At first, Emily simply relayed Washington’s instructions to his assistant engineers. As much as she could, she hid her husband’s illness from the public, fearing his incapacitation would cause him to lose the contract for the bridge and his title of Chief Engineer. When Washington lost his vision to the point where he couldn’t even write, he dictated instructions to Emily. Emily, who was highly educated, became intimately familiar with the engineering of the bridge.

Brooklyn Bridge Walking Tour

People looking at the Brooklyn Bridge

For a decade, “Mrs. Roebling applied herself to the study of engineering, and she succeeded so well that in a short time, she was able to assume the duties of chief engineer,” a friend told the New York Times in 1883, “Such an achievement is something remarkable.” The source goes on to give an example of Emily’s engineering knowledge, explaining how she sat in on a meeting with steel and iron mill representatives and helped come up with new patterns that were needed for the bridge. Not only did Emily Roebling, who was highly educated, oversee the engineering staff and construction, but she also became the public face of the bridge, negotiating with contractors, attending events, and fielding communications with reporters, trustees, and politicians.

Though she never claimed the title of engineer for herself publically, she boasted privately of her accomplishments. In a letter to her son, she wrote, “I have more brains, common sense, and know-how generally than any two engineers civil or uncivil that I have ever met, and but for me, the Brooklyn Bridge would never have had the name of Roebling in any way connected with it!”

2. She Crossed the Bridge Before it Was Finished

Brooklyn Bridge under construction
Image via Library of Congress

Emily Roebling was fearless in many ways and proved her daring by walking between the two towers of the Brooklyn Bridge, two years before it was officially completed. On December 12, 1881, a steadfast Emily led a group of trustees across the bridge from Brooklyn to Manhattan, walking along a five-foot-wide, wooden plank footbridge suspended high over the East River. Once safely across, there was a champagne toast to celebrate, and no doubt calm the nerves of the trustees who followed in Emily’s sure footsteps.

### Brief 1:
Duplicate the passage from the Brooklyn Bridge text word for word, from "People looking at" to "trustees, and politicians.".
### Brief 2:
According to the Brooklyn Bridge text, on what date did Emily Roebling lead a group of trustees across the bridge?

### Extracted entries:
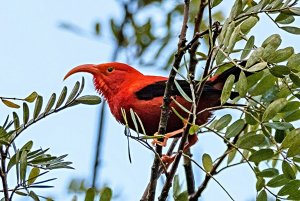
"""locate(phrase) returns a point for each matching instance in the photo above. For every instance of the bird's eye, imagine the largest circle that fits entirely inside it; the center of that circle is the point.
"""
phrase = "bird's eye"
(110, 69)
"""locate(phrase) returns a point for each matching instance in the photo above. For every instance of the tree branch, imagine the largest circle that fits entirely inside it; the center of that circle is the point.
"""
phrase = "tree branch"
(189, 175)
(3, 174)
(165, 110)
(208, 177)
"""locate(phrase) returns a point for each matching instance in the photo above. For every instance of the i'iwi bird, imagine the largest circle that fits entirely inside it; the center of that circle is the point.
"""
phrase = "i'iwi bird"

### Answer 1:
People looking at the Brooklyn Bridge

For a decade, “Mrs. Roebling applied herself to the study of engineering, and she succeeded so well that in a short time, she was able to assume the duties of chief engineer,” a friend told the New York Times in 1883, “Such an achievement is something remarkable.” The source goes on to give an example of Emily’s engineering knowledge, explaining how she sat in on a meeting with steel and iron mill representatives and helped come up with new patterns that were needed for the bridge. Not only did Emily Roebling, who was highly educated, oversee the engineering staff and construction, but she also became the public face of the bridge, negotiating with contractors, attending events, and fielding communications with reporters, trustees, and politicians.

### Answer 2:
December 12, 1881